[START OF Exercise input]

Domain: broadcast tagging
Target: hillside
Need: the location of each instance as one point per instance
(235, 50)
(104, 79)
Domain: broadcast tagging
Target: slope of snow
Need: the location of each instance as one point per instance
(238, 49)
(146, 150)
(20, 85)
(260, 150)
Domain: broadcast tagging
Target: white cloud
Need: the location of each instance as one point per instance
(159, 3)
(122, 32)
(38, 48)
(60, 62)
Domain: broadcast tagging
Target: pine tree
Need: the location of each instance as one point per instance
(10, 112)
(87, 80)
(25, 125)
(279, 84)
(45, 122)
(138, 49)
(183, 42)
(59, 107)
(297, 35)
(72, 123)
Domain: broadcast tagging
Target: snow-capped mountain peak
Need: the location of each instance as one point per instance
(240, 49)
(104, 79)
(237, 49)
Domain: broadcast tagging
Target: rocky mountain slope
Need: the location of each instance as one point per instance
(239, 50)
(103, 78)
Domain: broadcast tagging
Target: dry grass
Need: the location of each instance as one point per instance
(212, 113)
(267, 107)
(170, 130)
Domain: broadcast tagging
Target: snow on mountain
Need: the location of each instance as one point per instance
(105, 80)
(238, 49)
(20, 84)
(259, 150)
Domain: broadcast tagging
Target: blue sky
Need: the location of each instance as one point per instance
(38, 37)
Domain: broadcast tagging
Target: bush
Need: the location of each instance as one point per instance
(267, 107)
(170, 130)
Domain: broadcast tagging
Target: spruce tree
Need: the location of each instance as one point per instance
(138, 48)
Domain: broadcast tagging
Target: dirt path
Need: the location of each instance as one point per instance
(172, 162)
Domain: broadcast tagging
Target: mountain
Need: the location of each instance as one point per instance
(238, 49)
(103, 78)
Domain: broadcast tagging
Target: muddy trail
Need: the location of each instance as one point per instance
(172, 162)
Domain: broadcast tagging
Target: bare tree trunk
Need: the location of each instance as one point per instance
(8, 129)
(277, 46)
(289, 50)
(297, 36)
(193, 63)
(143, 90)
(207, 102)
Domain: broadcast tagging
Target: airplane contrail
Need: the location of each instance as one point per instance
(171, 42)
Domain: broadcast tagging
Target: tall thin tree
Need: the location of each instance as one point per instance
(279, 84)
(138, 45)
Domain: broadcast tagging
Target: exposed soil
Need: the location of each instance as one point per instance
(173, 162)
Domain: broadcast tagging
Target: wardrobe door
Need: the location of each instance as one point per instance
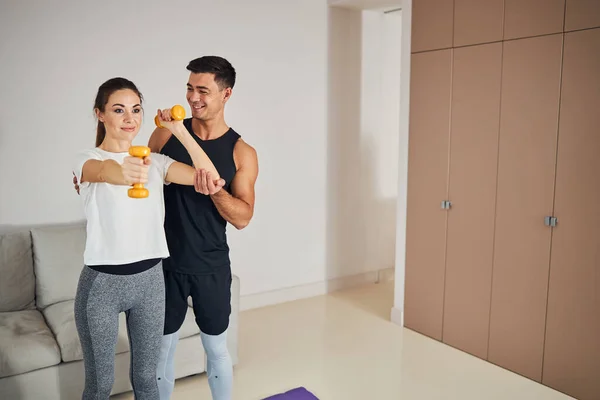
(572, 353)
(582, 14)
(527, 18)
(432, 24)
(472, 191)
(429, 130)
(527, 158)
(478, 21)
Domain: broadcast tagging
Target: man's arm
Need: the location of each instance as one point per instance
(158, 139)
(238, 207)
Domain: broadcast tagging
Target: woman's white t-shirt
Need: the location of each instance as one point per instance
(121, 229)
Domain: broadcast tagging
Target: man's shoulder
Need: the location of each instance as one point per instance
(244, 148)
(244, 154)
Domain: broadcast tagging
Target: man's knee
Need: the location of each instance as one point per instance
(215, 346)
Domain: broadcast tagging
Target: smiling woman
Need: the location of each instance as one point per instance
(125, 242)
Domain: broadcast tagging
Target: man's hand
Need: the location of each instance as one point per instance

[END OF Exercise input]

▶ [The problem] Count the lines of the records above that contain the string "mountain". Give only the number.

▶ [Exercise solution] 4